Start of EXTRACT

This qualitative case study at one U.S. university focused on: (1) how university instructors made meaning around the concept of global citizenship; (2) how instructors believed they educated for global citizenship and how students perceived EfGC efforts; and (3) how educators felt motivated, enabled, or constrained in their pedagogical pursuits around global citizenship. To answer these questions and analyze how these understandings and educational practices are shaped by specific personal, contextual, and temporal factors, this study utilized a constructivist paradigmatic framework, which assumes that people actively construct meaning of their experiences and interpret what happens to them based on their current assumptions, motivations, and context (Dewey, 1916; Kegan, 1982; Piaget, 1950; Vygotsky, 1962, 1978). A grounded theoretical model of aspirational meaning making was developed to analyze university educators’ ways of understanding and educating for global citizenship based on their ways of knowing, being, doing, and aspiring.
Findings from this research suggest that instructors’ understandings of global citizenship and ways of educating for global citizenship are deeply complex, context-specific, and far more dynamic and adaptable than has been acknowledged in previous studies. Taking place during a uniquely challenging time during the COVID-19 pandemic, findings from this study highlight instructors’ need for support across multiple dimensions in their ways of knowing, being, doing, and aspiring. Findings further demonstrate how the ambiguous and adaptable nature of EfGC, combined with the contextual adaptations instructors made, allowed instructors to keep their educational efforts responsive and applicable to contemporary concerns.

End of EXTRACT

USING THE INFORMATION:
A: Please answer these about the summary of the global citizenship study:
(i) At how many universities was the study carried out?
(ii) Which paradigmatic framework did the study use?
(iii) During what period did the study take place?
B: Extend the summary of the global citizenship study by picking up right after its final sentence.

Start of INPUT DATA

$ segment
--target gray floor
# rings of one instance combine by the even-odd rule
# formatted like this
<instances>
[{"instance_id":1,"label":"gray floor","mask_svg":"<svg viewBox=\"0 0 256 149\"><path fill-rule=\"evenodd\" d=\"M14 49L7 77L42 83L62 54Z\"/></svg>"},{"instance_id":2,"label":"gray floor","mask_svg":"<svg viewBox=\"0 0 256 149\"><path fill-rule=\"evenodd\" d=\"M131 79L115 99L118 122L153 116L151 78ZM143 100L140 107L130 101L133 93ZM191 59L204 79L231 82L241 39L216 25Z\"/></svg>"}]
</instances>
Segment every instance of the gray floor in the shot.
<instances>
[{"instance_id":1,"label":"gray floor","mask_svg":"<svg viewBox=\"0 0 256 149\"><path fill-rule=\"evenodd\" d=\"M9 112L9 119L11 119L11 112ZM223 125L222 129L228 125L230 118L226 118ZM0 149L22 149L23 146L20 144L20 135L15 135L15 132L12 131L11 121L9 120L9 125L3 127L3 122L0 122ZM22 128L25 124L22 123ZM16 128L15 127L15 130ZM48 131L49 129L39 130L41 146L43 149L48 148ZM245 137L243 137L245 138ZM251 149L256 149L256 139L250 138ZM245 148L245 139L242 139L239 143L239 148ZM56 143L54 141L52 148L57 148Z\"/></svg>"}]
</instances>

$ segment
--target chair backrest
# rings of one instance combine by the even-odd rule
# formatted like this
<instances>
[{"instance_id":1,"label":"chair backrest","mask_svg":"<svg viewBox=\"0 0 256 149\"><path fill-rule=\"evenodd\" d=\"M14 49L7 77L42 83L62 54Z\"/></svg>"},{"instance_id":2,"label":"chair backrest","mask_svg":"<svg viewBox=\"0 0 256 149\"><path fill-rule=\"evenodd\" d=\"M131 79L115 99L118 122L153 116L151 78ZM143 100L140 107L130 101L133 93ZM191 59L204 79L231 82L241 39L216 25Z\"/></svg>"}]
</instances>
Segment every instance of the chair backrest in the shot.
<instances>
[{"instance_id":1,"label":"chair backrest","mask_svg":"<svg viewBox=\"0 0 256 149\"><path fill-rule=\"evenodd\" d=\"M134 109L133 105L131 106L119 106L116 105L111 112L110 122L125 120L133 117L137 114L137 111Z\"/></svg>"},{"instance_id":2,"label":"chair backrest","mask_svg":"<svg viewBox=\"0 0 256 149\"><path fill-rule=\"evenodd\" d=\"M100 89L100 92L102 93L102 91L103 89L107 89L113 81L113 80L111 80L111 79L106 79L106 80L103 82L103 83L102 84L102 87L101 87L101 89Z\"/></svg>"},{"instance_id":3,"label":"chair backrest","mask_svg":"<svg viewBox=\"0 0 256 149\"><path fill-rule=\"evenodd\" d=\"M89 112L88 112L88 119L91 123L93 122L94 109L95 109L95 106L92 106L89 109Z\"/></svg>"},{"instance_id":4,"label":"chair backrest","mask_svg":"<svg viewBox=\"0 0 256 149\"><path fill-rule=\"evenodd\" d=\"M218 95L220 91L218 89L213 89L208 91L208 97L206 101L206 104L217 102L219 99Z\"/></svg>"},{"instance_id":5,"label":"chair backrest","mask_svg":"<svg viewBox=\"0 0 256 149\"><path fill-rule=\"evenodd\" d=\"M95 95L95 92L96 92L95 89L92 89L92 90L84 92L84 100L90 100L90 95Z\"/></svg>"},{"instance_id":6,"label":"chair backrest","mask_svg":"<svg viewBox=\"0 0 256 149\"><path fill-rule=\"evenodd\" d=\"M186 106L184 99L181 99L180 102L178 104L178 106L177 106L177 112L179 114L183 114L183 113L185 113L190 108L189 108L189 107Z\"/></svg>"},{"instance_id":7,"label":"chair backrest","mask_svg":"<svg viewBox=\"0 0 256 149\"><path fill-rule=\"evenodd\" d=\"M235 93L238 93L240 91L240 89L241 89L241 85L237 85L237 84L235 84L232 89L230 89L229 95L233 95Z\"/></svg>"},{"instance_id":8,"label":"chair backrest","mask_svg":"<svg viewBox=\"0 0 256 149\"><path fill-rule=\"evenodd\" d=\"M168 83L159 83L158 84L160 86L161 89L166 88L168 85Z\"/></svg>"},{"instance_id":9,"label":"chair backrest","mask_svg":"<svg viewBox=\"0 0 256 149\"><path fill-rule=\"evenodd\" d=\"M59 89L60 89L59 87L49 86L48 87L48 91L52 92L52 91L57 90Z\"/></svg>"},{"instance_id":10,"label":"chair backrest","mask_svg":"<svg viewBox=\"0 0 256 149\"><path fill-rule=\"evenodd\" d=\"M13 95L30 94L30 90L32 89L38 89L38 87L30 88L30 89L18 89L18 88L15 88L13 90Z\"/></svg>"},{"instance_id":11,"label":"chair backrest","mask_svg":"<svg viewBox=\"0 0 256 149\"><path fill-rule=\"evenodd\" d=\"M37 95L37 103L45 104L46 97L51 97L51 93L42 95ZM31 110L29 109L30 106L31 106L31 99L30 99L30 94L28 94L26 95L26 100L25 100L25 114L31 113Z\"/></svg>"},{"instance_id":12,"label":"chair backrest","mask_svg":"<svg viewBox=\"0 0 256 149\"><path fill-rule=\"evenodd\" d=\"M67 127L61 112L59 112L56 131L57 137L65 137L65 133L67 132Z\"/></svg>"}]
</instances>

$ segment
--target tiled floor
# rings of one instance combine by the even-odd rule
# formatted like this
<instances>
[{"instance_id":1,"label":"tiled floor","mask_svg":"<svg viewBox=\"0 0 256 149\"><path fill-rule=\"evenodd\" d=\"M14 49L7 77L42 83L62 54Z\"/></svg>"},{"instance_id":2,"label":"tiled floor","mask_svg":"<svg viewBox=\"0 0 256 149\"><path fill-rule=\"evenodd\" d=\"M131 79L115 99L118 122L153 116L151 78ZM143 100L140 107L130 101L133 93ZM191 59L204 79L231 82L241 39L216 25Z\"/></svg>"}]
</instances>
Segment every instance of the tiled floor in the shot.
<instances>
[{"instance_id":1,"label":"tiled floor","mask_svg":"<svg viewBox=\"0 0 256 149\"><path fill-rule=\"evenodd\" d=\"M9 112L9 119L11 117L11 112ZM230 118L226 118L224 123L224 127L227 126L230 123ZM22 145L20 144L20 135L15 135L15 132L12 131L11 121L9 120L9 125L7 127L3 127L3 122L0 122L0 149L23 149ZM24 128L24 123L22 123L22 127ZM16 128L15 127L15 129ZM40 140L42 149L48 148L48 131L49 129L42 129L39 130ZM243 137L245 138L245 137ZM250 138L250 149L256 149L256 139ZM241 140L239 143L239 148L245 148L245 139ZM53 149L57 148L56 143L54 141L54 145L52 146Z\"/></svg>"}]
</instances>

End of INPUT DATA

RESPONSES FOR EACH TASK:
A:
(i) One U.S. university.
(ii) A constructivist paradigmatic framework.
(iii) During the COVID-19 pandemic.

B:
This research contributes to the fields of comparative and international education, higher education, and global citizenship education by addressing a gap in the literature on internationalization and global learning, specifically on how global citizenship and EfGC is understood and practiced by individuals in a particular temporal and situational context in a U.S. HEI. This study contributes to scholarly examinations of how understandings of global citizenship and EfGC are not prescribed by some single entity at a particular point in time but are continuously constructed by multiple social actors in their own socio-cultural and temporal contexts. By analyzing these processes of meaning making, we may better understand the understandings, motivations, and pedagogical decisions that arise through these contexts. The theoretical model of aspirational meaning making put forth in this research offers a new way to do this in the context of EfGC.